STATED EXERCISE
From the line that has "One point belongs to every instance of the kitchen" down to the final line of the listing below, transcribe every line exactly, and only those.

(Collected data entries)

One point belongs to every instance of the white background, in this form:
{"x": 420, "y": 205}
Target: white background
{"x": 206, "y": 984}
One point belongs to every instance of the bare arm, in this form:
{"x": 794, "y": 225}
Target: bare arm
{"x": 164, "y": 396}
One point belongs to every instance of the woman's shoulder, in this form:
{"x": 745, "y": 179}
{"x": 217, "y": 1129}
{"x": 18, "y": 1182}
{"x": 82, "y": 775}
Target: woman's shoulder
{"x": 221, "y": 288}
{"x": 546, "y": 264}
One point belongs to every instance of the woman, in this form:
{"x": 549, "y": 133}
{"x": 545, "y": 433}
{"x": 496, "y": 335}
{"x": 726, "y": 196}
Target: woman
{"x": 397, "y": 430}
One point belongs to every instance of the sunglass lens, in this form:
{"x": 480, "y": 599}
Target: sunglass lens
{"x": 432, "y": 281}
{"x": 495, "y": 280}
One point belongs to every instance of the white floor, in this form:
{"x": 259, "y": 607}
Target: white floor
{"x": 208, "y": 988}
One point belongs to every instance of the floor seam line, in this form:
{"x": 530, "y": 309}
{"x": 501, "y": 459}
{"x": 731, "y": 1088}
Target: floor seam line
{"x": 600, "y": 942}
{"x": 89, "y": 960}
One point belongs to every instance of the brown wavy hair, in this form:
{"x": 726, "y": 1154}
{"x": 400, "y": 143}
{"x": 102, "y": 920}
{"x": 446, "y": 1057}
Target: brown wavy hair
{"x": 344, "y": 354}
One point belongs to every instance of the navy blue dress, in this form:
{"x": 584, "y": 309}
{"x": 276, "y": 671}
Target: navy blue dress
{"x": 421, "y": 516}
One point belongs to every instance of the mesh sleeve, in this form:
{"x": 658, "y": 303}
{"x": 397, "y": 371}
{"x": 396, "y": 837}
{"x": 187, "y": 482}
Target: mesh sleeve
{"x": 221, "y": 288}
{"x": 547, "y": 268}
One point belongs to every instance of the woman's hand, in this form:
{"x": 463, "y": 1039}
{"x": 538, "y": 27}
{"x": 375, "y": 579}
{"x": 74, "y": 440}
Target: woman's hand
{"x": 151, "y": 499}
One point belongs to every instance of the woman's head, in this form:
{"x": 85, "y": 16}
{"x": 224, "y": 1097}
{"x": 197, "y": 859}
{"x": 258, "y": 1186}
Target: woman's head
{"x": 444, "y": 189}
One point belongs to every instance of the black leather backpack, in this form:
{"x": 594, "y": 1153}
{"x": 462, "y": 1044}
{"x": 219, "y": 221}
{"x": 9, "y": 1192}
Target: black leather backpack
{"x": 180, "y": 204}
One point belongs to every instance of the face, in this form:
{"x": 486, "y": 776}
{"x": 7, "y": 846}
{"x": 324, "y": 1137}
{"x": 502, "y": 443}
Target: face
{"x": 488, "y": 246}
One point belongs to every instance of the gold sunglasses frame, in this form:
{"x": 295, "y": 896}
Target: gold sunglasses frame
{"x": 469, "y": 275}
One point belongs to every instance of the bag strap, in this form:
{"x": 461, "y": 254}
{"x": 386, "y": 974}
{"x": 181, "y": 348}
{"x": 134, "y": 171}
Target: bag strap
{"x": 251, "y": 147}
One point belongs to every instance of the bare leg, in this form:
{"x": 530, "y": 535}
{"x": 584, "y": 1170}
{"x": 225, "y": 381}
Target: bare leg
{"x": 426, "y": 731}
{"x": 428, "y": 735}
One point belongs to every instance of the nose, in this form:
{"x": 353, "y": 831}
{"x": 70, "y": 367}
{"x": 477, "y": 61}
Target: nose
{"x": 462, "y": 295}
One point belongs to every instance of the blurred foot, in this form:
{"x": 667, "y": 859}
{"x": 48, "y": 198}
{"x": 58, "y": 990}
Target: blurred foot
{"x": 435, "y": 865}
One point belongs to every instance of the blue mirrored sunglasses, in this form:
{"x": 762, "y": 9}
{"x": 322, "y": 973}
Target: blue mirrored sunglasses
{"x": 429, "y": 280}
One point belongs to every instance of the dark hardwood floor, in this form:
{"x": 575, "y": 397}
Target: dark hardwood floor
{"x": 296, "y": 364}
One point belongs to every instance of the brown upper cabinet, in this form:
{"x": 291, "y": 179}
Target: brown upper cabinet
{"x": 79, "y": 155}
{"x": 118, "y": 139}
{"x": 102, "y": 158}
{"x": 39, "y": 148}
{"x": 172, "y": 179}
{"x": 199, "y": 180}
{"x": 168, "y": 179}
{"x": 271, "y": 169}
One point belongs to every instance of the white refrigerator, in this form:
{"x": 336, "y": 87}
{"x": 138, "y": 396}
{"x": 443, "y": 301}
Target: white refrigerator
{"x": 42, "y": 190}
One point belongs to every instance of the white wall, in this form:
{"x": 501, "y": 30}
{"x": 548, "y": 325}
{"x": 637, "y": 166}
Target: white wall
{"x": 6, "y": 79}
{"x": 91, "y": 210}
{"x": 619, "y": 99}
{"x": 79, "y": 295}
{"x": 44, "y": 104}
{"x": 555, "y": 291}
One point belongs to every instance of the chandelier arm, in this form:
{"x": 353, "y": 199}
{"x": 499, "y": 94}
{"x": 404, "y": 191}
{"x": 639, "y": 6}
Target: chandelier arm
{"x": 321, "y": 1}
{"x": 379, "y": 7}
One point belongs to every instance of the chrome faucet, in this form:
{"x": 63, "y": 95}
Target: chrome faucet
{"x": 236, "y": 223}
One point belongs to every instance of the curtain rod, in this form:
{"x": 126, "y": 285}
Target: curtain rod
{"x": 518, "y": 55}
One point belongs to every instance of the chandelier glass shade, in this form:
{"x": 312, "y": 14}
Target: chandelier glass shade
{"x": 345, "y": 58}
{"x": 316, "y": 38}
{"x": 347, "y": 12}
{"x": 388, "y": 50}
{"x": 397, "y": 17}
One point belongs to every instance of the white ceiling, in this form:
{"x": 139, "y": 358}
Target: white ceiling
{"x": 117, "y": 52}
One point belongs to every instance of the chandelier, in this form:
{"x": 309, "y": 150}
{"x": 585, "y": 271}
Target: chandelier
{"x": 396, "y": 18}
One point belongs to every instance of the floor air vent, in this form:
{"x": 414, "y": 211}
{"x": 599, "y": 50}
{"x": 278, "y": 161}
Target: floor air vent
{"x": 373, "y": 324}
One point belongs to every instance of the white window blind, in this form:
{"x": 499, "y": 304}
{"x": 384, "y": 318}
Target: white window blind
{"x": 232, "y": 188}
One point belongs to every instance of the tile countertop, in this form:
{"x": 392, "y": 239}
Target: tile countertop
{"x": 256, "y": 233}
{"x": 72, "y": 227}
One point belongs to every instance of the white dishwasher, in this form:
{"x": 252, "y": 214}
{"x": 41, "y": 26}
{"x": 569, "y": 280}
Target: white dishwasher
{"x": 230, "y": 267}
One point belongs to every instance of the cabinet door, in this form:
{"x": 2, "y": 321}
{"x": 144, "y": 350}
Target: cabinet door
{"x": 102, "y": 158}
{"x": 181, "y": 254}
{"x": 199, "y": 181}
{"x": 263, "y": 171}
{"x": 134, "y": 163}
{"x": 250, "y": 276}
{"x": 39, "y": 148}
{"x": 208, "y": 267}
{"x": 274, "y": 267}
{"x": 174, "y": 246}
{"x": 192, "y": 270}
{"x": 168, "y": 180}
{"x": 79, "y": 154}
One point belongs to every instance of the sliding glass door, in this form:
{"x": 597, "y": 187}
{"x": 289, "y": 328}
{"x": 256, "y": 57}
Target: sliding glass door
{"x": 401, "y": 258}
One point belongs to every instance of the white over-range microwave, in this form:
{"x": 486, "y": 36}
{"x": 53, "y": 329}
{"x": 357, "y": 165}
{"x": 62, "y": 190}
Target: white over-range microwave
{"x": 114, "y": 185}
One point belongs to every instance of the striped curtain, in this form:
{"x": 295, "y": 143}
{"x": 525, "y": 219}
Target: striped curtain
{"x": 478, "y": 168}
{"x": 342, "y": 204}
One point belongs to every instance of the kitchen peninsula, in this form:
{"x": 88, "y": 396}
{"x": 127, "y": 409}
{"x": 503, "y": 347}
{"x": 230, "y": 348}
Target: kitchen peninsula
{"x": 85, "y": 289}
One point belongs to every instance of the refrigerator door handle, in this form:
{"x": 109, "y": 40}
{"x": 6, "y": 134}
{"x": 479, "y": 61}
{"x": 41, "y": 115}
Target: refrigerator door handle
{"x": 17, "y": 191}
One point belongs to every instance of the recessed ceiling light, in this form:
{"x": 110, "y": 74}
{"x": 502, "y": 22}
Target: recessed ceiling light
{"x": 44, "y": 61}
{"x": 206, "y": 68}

IN RESPONSE
One point belongs to every instance of the kitchen peninsula, in this form:
{"x": 88, "y": 396}
{"x": 127, "y": 409}
{"x": 503, "y": 347}
{"x": 230, "y": 348}
Target: kitchen peninsula
{"x": 85, "y": 289}
One point belongs to every instance of the refrigerator door handle, in this form:
{"x": 109, "y": 40}
{"x": 6, "y": 134}
{"x": 479, "y": 61}
{"x": 41, "y": 115}
Target: refrigerator door handle
{"x": 17, "y": 191}
One point belongs to every instance of the recessed ceiling light, in this form:
{"x": 110, "y": 74}
{"x": 502, "y": 22}
Target: recessed ceiling light
{"x": 44, "y": 61}
{"x": 206, "y": 68}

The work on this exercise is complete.